▶ **EXERCISE BRIEF**
Copy each of the following entries line for line, changing nothing.

▶ **Point placement entries**
● ● ●

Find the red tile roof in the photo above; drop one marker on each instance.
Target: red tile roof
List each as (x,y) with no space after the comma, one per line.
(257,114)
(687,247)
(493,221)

● ● ●

▶ **ANSWER BELOW**
Find the red tile roof in the photo above; drop one marker on each instance.
Target: red tile roof
List each as (x,y) with no space after the comma, one per line.
(257,114)
(687,247)
(493,221)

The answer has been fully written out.